» **Opdracht**:
Neem de regels hieronder opnieuw over, te beginnen bij de regel met "the woman in" en door tot en met de regel met "<point>408,228</point>", de verzoeken inbegrepen. Verschuif daarbij alleen de coördinaten in de antwoorden door bij elk getal 139 op te tellen.

» **Vastgelegde gegevens**:
==============================

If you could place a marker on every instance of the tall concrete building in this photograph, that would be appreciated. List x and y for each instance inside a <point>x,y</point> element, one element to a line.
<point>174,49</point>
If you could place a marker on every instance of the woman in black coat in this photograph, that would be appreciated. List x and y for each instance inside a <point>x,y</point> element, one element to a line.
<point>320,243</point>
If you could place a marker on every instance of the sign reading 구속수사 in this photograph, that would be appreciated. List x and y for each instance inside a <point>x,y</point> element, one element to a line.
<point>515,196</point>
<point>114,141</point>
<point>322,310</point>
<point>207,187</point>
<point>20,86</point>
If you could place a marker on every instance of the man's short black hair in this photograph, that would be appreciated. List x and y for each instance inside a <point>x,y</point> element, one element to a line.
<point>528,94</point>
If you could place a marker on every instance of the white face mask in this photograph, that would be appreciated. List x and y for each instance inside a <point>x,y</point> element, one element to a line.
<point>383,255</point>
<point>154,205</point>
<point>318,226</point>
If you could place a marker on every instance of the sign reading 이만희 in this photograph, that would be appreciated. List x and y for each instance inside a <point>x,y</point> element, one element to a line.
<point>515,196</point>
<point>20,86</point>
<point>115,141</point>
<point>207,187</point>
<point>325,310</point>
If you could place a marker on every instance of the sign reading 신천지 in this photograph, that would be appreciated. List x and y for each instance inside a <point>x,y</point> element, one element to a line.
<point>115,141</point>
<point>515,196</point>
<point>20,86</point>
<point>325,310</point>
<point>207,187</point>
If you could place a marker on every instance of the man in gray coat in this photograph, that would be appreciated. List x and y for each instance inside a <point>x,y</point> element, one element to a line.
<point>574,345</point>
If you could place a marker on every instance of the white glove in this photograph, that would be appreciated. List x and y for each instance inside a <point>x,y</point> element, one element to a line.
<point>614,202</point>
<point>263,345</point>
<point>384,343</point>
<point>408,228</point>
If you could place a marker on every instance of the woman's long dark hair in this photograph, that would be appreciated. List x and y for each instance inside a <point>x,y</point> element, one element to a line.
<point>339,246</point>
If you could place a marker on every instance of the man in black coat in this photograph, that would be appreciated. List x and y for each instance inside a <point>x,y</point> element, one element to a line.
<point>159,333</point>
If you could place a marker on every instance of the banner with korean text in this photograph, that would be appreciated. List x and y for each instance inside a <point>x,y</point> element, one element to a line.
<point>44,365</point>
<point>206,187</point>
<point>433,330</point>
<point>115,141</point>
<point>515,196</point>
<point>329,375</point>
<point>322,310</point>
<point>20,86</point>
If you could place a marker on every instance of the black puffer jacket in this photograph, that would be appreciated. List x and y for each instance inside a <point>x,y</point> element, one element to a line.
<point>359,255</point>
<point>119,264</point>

==============================

» **Resultaat**:
If you could place a marker on every instance of the woman in black coat in this photograph, that would be appreciated. List x and y for each instance inside a <point>x,y</point> element, one element to a line.
<point>459,382</point>
If you could place a marker on every instance of the sign reading 구속수사 in this photograph, that would be appreciated. List x and y for each instance inside a <point>x,y</point> element, one element to a line.
<point>654,335</point>
<point>253,280</point>
<point>461,449</point>
<point>346,326</point>
<point>159,225</point>
If you could place a marker on every instance of the man's short black hair in this photograph, that would be appreciated. List x and y for each instance inside a <point>x,y</point> element, one element to a line.
<point>667,233</point>
If you could place a marker on every instance of the white face mask in this photograph, that would be appreciated. List x and y for each instance inside a <point>x,y</point> element, one element to a line.
<point>522,394</point>
<point>293,344</point>
<point>457,365</point>
If you could place a marker on every instance of the sign reading 이만희 in this photograph, that would be appreciated. List x and y for each instance inside a <point>x,y</point> element, one element to a line.
<point>654,335</point>
<point>159,225</point>
<point>254,280</point>
<point>346,326</point>
<point>464,449</point>
If you could place a marker on every instance of the sign reading 신천지 in this photograph, that would be appreciated. List x and y for each instance inside a <point>x,y</point> element, one element to a line.
<point>254,280</point>
<point>654,335</point>
<point>159,225</point>
<point>464,449</point>
<point>346,326</point>
If you could place a marker on every instance of the man in gray coat in this photograph, that would be appreciated. List x and y for each instance inside a <point>x,y</point> element, one element to a line.
<point>713,484</point>
If you could place a marker on every instance of the white glove in this photograph, that would be appreciated. List x and y for each instance inside a <point>x,y</point> element, one element to a line.
<point>753,341</point>
<point>402,484</point>
<point>523,482</point>
<point>547,367</point>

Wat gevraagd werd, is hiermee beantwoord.